Rethink Afghanistan is a 2009 documentary by Robert Greenwald and Brave New Films, about the US military presence in Afghanistan following the terrorist attacks of September 11, 2001.

Produced and released eight years into the war, at a time when Congress was considering sending tens of thousands of new troops to Afghanistan, the film asks the American public to reconsider basic questions about the conflict, such as how much will it cost, in lives and money? How long will Americans troops be there? How do we know if we’ve won? What is our exit strategy?

The film was initially made available for free, online, in six consecutive chapters.  This staggered release allowed the filmmakers to stay atop an ever-changing news cycle. Greenwald characterized it as "the first real-time documentary."

Synopsis

Part 1: More Troops + Afghanistan = Catastrophe, questions the value of increasing the number of US troops in Afghanistan.

Part 2: The Most Dangerous Country in the World argues that the ongoing conflict may further destabilized Pakistan, an unpredictable and volatile nuclear power.

Part 3: The Cost of War explores the financial impact of the war, calculating that it could easily cost American taxpayers in excess of a trillion dollars.

Part 4: Civilian Casualties looks at the death and damage that children and other innocent non-combatants suffer as the war continues.

Part 5: Women of Afghanistan debunks the claim that American troops support a feminist revolution.  In this chapter, Afghan women report that they are suffering more than they did under the Taliban.

Annotated coordinate records
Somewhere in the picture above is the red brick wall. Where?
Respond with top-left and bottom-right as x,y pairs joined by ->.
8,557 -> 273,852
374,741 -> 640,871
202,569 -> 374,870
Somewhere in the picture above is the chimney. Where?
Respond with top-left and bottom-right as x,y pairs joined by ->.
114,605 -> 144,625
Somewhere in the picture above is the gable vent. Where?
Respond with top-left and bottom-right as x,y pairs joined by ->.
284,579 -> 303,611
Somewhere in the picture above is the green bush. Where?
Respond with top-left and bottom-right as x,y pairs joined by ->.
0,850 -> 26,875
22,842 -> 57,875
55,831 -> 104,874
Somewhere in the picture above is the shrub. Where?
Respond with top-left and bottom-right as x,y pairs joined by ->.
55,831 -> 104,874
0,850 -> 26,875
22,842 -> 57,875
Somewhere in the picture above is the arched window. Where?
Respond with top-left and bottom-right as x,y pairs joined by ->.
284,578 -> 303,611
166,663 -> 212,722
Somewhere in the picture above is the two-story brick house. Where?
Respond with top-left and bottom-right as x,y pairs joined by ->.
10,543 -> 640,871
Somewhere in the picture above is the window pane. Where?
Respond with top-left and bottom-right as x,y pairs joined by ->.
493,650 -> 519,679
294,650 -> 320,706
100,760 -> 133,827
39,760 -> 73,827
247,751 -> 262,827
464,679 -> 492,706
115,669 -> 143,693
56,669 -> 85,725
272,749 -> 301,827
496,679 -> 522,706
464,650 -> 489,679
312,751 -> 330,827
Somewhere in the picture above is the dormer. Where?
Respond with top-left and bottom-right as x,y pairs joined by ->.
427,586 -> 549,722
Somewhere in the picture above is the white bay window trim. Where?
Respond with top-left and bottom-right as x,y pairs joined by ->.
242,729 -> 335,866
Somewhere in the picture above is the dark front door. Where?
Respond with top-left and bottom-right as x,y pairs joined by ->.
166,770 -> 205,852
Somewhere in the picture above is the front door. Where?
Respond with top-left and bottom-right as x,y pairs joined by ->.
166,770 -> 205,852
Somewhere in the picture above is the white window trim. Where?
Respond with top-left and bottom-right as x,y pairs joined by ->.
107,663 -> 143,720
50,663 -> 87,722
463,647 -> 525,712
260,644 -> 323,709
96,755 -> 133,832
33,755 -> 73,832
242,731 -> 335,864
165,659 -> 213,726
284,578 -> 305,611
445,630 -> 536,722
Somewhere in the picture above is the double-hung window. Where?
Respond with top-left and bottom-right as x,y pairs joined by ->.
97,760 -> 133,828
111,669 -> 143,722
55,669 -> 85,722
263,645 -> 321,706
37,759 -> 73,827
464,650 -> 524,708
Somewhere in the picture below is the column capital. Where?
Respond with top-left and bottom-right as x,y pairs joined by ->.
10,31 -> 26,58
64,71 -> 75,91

### Aim of the exercise
Pick up the Rethink Afghanistan article above after its last sentence and keep it going.

### Reply
Part 6: Security features a variety of CIA and other experts predict that this military action will ultimately make the US less safe, increase anti-American sentiment abroad, and create more terrorists.

Objectives
The documentary campaign was designed to change the media narrative about the war, ultimately aimed at ending US involvement in Afghanistan. The key message, that military solutions won't change ingrained political, social and economic problems in Afghanistan, lead to the conclusion that US policy needed to be rethought to reflect that reality.  Greenwald stated that the film was intended as an organizing tool and  "our mission is to reach as many people as possible and motivate them to take action."

Production and distribution
At the time of production, Greenwald determined that the topic of the Afghanistan war was extremely time sensitive, as policy was being decided in Washington concurrently, including decisions regarding a 2009 troop "surge." This informed his decision to release the film in sequential segments, on a shoestring, fundraising as he went along.

Brave New Films released the short chapters on the internet, an innovative distribution method at the time.    As well as being streamed for free online, the completed film ran in a limited theatrical release, and was available on DVD.  Rethink Afghanistan was also shown at thousands of Brave New Films’ signature "house parties."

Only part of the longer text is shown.